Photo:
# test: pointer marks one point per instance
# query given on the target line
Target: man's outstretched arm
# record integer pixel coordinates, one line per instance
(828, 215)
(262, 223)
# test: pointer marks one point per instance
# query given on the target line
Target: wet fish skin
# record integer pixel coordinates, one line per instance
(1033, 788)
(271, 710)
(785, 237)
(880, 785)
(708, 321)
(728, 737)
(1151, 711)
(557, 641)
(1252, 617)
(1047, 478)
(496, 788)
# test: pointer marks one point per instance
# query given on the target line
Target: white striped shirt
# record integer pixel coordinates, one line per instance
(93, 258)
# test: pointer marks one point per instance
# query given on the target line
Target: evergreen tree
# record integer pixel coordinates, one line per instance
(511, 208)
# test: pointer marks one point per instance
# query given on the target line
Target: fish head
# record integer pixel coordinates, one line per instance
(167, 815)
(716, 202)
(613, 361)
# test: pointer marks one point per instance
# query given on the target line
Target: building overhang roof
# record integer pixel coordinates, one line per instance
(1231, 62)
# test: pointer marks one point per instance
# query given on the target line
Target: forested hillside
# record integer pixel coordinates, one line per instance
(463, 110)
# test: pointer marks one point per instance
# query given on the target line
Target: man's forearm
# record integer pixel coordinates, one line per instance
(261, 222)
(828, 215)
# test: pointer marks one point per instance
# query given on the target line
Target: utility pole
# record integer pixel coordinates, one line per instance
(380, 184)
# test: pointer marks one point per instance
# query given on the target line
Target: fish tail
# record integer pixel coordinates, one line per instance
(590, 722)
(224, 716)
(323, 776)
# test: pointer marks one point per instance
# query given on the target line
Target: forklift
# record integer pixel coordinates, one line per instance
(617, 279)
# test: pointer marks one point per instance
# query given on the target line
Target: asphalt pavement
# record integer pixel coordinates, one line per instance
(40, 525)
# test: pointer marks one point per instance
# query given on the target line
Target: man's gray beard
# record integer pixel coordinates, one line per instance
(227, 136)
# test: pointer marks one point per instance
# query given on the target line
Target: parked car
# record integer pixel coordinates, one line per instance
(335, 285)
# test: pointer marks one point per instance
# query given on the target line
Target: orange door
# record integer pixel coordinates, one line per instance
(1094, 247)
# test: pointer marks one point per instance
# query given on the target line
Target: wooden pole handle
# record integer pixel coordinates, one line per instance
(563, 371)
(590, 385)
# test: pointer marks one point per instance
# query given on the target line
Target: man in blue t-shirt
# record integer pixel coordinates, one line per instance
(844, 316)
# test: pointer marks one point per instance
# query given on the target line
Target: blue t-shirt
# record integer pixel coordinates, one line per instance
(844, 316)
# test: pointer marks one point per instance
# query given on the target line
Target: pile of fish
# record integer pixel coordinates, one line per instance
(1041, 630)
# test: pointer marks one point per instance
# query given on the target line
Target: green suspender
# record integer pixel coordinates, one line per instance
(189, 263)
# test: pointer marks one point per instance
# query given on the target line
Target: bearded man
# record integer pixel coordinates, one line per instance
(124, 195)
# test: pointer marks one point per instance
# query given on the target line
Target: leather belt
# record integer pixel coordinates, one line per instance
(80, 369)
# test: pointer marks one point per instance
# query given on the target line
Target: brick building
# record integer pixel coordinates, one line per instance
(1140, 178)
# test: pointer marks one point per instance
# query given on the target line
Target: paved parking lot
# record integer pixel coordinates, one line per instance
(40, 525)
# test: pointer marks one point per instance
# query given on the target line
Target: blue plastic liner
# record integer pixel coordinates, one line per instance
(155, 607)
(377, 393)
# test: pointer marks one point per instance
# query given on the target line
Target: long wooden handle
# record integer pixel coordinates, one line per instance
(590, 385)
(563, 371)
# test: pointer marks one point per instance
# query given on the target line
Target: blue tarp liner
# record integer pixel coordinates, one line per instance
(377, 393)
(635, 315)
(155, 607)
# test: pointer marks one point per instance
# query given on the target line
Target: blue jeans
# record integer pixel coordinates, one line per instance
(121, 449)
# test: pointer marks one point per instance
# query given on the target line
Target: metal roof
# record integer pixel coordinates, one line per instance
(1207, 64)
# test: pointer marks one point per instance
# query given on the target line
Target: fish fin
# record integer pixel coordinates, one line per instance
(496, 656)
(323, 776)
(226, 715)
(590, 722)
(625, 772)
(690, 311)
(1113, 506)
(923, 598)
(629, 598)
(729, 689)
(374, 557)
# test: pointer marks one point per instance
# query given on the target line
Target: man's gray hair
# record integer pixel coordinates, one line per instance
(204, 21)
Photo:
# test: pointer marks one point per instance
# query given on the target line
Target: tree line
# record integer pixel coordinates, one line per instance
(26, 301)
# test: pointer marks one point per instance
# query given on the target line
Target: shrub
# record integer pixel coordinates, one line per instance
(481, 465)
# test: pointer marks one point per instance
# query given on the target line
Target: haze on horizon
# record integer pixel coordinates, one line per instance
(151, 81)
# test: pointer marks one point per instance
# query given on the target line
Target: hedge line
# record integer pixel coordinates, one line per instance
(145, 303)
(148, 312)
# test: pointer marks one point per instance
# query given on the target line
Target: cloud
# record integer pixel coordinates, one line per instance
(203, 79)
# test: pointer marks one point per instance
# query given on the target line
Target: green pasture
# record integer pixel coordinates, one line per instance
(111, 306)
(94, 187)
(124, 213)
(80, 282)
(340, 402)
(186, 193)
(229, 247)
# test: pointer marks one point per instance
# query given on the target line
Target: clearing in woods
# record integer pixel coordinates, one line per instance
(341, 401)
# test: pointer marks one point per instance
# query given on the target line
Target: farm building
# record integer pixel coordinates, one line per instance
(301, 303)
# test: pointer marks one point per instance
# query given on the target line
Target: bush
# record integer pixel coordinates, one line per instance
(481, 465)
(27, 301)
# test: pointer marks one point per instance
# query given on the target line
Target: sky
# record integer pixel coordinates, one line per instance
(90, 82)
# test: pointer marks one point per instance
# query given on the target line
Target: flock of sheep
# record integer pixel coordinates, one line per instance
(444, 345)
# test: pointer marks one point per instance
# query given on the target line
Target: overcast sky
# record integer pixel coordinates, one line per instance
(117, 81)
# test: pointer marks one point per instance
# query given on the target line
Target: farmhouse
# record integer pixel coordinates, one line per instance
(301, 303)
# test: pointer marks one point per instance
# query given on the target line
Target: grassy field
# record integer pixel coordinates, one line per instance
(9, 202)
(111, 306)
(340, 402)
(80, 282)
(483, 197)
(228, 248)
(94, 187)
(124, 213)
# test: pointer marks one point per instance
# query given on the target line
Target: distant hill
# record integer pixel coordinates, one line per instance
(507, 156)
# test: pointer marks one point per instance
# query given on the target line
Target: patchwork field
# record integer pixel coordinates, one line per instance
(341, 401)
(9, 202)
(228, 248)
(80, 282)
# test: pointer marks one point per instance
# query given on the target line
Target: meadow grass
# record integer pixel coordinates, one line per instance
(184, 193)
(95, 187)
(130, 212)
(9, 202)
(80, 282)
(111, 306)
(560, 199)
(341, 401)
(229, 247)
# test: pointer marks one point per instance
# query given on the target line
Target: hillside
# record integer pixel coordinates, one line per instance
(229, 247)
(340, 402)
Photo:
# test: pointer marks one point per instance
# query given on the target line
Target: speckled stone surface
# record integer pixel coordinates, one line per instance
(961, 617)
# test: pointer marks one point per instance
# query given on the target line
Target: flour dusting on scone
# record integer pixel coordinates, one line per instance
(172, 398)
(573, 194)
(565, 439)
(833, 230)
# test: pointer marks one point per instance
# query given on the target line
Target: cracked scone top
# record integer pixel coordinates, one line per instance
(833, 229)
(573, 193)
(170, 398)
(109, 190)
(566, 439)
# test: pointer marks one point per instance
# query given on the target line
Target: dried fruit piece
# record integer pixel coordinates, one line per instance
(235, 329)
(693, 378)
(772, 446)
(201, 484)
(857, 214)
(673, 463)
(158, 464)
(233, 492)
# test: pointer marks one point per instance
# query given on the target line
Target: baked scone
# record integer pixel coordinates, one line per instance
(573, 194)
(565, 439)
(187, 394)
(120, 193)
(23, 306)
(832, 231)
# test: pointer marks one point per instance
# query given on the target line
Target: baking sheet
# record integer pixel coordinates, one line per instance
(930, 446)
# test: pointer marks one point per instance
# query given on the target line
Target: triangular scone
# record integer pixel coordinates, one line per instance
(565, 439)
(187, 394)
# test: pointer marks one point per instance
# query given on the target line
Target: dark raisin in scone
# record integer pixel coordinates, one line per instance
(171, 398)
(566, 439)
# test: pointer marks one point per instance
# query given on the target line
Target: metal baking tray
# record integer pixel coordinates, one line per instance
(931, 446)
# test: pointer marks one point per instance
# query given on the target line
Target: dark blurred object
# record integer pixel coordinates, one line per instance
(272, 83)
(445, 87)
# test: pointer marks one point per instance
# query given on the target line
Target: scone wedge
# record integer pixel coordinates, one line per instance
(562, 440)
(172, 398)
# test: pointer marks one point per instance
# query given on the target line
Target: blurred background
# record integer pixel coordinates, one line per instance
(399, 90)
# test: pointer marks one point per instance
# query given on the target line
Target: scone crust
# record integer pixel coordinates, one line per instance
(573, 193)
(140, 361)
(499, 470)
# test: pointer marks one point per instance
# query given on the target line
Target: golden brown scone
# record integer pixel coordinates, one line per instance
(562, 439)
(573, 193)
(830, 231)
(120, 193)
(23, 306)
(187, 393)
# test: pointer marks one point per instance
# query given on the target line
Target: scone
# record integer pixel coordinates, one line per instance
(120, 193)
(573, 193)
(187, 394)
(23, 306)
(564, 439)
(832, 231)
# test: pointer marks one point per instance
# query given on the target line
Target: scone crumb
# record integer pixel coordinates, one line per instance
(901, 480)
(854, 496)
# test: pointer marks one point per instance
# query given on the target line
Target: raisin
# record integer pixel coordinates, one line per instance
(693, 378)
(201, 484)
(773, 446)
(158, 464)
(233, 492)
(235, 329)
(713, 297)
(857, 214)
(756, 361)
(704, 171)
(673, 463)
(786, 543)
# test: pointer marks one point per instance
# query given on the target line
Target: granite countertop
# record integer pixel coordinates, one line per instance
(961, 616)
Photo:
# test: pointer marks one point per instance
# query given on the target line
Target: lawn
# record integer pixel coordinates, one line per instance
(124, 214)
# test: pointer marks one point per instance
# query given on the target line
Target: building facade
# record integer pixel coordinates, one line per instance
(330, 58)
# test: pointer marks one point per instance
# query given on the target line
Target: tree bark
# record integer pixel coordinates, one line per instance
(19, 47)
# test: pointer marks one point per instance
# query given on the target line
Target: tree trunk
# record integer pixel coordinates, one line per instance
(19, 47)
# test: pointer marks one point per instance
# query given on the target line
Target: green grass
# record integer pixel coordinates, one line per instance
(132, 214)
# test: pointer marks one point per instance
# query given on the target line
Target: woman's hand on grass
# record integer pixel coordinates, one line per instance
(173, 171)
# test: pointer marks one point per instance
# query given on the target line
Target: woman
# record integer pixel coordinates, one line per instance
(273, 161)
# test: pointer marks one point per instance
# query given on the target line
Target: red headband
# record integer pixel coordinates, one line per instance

○ ○ ○ ○ ○

__Goal of the exercise__
Locate every line of the records that contains the string "blurred", treating uppercase and lowercase as different, and copy each such line.

__Final result__
Target: dark blurred object
Target: blurred background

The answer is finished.